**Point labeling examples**
****

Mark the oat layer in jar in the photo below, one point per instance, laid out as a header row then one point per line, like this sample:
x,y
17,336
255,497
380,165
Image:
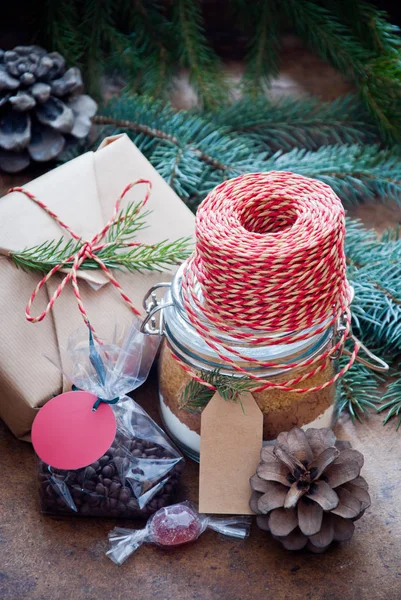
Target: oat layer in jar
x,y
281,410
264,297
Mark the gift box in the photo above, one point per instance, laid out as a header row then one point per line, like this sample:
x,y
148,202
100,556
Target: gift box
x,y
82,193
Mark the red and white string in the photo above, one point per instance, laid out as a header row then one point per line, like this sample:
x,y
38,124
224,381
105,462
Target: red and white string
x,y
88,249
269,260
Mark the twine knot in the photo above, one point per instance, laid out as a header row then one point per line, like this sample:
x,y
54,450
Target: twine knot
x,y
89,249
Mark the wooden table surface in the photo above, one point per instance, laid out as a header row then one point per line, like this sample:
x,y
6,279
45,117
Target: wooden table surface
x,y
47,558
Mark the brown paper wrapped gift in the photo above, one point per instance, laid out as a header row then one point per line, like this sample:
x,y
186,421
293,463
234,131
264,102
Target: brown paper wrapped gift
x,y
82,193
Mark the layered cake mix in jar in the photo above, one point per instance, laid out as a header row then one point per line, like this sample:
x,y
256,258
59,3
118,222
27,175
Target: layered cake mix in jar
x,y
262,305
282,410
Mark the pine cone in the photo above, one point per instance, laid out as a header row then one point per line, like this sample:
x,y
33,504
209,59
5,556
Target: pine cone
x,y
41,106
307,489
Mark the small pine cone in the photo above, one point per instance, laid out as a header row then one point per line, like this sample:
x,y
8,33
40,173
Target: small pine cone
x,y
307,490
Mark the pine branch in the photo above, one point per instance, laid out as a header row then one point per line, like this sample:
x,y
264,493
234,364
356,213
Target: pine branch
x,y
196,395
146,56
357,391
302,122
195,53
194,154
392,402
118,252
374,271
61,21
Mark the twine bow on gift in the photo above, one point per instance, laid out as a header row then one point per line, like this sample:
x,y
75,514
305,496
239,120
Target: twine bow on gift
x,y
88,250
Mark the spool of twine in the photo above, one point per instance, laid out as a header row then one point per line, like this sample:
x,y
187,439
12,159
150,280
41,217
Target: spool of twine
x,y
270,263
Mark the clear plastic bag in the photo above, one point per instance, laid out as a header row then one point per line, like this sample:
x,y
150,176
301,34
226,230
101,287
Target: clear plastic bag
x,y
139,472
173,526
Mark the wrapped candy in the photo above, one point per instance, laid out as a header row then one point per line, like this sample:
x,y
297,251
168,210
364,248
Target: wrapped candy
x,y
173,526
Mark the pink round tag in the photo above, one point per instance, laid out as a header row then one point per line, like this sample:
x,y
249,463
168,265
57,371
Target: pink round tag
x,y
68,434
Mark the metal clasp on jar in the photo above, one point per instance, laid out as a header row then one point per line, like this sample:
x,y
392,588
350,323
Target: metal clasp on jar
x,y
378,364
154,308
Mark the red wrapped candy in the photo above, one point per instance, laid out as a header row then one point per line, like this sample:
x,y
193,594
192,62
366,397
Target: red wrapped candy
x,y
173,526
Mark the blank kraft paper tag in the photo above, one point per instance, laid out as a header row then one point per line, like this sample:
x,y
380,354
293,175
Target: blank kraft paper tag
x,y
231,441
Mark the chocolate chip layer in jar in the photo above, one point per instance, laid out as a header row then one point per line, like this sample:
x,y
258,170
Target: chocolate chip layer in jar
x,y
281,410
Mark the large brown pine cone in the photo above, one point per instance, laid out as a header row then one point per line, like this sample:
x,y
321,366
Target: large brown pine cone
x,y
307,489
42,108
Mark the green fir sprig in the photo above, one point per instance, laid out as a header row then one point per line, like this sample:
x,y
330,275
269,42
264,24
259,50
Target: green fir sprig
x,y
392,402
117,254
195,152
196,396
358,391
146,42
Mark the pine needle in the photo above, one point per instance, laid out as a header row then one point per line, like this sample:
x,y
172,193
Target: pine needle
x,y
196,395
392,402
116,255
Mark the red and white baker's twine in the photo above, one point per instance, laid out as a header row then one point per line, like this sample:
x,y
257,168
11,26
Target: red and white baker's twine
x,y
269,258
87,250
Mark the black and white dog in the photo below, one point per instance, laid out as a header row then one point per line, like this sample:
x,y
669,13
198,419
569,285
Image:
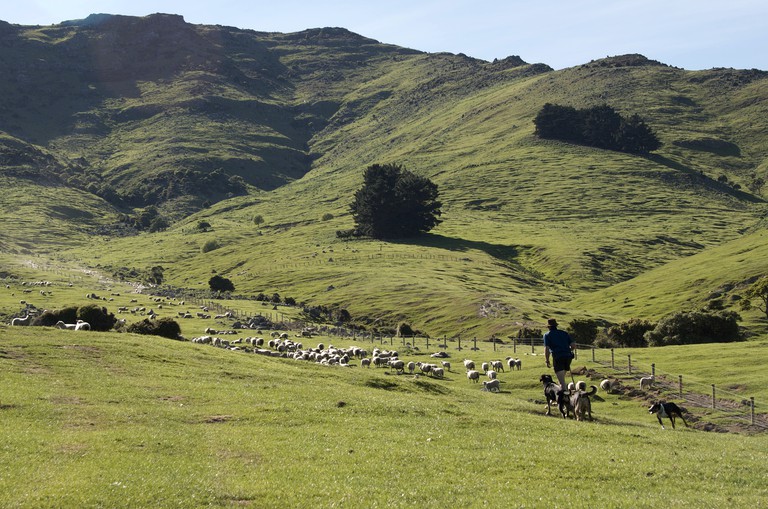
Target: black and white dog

****

**YOUR GOAL**
Rewrite the entries from the line with "Mark the green" through the end of the entries, keeping every request and its sample coordinates unchanged. Multiply each answer coordinate by 0.6, round to the nearest whole number with halves rounded up, and leave out the pictures.

**EXPECTED ANSWER**
Mark the green fir sprig in the photo above, one point per instance, laid out as a header row then one point per line, like this sample:
x,y
330,275
269,42
264,24
259,50
Target: green fir sprig
x,y
235,241
70,152
117,91
118,238
215,235
88,25
Mark the pine needle in the photo above, one point per instance, laid out as a header row then one point per line, like this sample:
x,y
172,193
Target: pine needle
x,y
118,237
235,241
70,153
Mark the red and white baker's twine in the photo above, one point per instance, laid out as a header row then one point per line, like this sample:
x,y
257,168
11,26
Target: red and white baker's twine
x,y
161,155
52,150
Mark the black and white dog in the photo below, one point per instance, laid out as a header row then one point per line, like this sample:
x,y
669,13
198,419
569,285
Image:
Target: black and white dog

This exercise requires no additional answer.